# Text provided start

Maximum number of discrete bins to bucket continuous features.
Increasing this number improves the optimality of splits at the cost of higher computation time.
predictor, [default=’cpu_predictor’]
The type of predictor algorithm to use. Provides the same results but allows the use of GPU or CPU.
‘cpu_predictor’: Multicore CPU prediction algorithm.
‘gpu_predictor’: Prediction using GPU. Default for ‘gpu_exact’ and ‘gpu_hist’ tree method.
Additional parameters for Dart Booster

sample_type [default=”uniform”]
type of sampling algorithm.
“uniform”: dropped trees are selected uniformly.
“weighted”: dropped trees are selected in proportion to weight.
normalize_type [default=”tree”]
type of normalization algorithm.
“tree”: new trees have the same weight of each of dropped trees.
weight of new trees are 1 / (k + learning_rate)
dropped trees are scaled by a factor of k / (k + learning_rate)
“forest”: new trees have the same weight of sum of dropped trees (forest).
weight of new trees are 1 / (1 + learning_rate)
dropped trees are scaled by a factor of 1 / (1 + learning_rate)
rate_drop [default=0.0]
dropout rate (a fraction of previous trees to drop during the dropout).
range: [0.0, 1.0]
one_drop [default=0]
when this flag is enabled, at least one tree is always dropped during the dropout (allows Binomial-plus-one or epsilon-dropout from the original DART paper).

# Text provided end

## Tasks to complete:
- 1) Shorten the paragraph of the parameter documentation that begins "The type of predictor algorithm to use" while keeping its main facts.
- 2) Write the next part of the booster parameter documentation, picking up after its final sentence.

# Stored rows start

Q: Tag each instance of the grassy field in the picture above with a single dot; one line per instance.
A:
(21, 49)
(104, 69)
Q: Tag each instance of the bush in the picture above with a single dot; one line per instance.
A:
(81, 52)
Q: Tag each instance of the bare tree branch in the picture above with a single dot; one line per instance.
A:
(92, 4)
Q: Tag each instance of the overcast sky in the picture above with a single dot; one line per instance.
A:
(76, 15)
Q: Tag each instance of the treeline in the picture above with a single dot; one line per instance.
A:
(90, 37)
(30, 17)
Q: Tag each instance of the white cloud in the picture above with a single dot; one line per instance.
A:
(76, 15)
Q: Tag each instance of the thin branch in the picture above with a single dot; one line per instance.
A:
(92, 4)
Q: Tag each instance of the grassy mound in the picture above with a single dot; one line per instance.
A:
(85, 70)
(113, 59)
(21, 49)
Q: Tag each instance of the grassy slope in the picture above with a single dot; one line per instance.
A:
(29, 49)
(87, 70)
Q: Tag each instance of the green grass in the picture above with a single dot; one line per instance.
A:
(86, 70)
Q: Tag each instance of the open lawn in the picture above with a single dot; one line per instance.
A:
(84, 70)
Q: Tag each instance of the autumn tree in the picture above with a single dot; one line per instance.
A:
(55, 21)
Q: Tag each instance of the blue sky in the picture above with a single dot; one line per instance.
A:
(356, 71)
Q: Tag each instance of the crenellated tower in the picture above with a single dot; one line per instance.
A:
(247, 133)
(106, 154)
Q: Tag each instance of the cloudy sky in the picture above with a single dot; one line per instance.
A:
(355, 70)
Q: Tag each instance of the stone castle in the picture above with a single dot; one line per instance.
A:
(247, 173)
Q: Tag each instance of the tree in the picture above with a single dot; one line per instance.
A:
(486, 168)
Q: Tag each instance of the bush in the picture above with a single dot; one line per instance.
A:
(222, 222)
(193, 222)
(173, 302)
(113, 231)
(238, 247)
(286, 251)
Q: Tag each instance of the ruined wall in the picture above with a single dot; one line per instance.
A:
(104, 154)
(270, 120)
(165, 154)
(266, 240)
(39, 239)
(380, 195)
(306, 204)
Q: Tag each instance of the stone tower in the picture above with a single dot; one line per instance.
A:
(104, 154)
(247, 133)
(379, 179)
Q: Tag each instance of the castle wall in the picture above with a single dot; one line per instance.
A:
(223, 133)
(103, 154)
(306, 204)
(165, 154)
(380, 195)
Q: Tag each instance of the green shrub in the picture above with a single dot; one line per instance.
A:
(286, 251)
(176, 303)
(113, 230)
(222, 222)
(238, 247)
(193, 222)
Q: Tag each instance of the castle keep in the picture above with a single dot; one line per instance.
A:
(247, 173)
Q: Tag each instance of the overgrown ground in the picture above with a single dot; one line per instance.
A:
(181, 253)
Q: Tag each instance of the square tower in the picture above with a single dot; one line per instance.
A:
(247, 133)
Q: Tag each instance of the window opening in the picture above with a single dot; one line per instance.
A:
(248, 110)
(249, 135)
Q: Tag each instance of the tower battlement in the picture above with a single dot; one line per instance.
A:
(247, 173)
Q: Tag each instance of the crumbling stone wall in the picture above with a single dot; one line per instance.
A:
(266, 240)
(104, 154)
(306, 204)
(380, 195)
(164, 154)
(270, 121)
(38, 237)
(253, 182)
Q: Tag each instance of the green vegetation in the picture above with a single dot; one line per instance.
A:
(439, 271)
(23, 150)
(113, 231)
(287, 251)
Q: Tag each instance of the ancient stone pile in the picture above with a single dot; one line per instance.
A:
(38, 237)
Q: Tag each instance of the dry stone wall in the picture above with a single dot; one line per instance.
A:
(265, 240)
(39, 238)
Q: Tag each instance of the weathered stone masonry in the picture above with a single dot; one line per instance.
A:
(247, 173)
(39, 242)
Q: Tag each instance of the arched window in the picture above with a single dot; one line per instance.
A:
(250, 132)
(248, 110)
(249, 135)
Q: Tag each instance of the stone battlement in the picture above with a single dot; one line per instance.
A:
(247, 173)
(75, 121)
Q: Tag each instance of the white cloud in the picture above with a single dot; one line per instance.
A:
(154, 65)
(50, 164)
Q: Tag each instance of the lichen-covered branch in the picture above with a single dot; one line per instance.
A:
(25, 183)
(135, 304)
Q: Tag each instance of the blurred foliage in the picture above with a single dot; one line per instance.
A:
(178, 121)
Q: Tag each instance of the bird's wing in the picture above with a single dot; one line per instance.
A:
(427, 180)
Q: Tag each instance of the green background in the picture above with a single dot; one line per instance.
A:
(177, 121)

# Stored rows end

## Answers given:
- 1) Sets the predictor algorithm; results are identical either way, but it allows GPU or CPU use.

- 2)
skip_drop [default=0.0]
Probability of skipping the dropout procedure during a boosting iteration.
If a dropout is skipped, new trees are added in the same manner as gbtree.
Note that non-zero skip_drop has higher priority than rate_drop or one_drop.
range: [0.0, 1.0]
Parameters for Linear Booster

lambda [default=0, alias: reg_lambda]
L2 regularization term on weights, increase this value will make model more conservative.
alpha [default=0, alias: reg_alpha]
L1 regularization term on weights, increase this value will make model more conservative.
lambda_bias [default=0, alias: reg_lambda_bias]
L2 regularization term on bias (no L1 reg on bias because it is not important)
Parameters for Tweedie Regression

tweedie_variance_power [default=1.5]
parameter that controls the variance of the Tweedie distribution
var(y) ~ E(y)^tweedie_variance_power
range: (1,2)
set closer to 2 to shift towards a gamma distribution
set closer to 1 to shift towards a Poisson distribution.
Learning Task Parameters

Specify the learning task and the corresponding learning objective. The objective options are below:

objective [default=reg:linear]
“reg:linear” –linear regression
“reg:logistic” –logistic regression
“binary:logistic” –logistic regression for binary classification, output probability
“binary:logitraw” –logistic regression for binary classification, output score before logistic transformation
“gpu:reg:linear”, “gpu:reg:logistic”, “gpu:binary:logistic”, gpu:binary:logitraw” –versions of the corresponding objective functions evaluated on the GPU; note that like the GPU histogram algorithm, they can only be used when the entire training session uses the same dataset
“count:poisson” –poisson regression for count data, output mean of poisson distribution
max_delta_step is set to 0.7 by default in poisson regression (used to safeguard optimization)
“multi:softmax” –set XGBoost to do multiclass classification using the softmax objective, you also need to set num_class(number of classes)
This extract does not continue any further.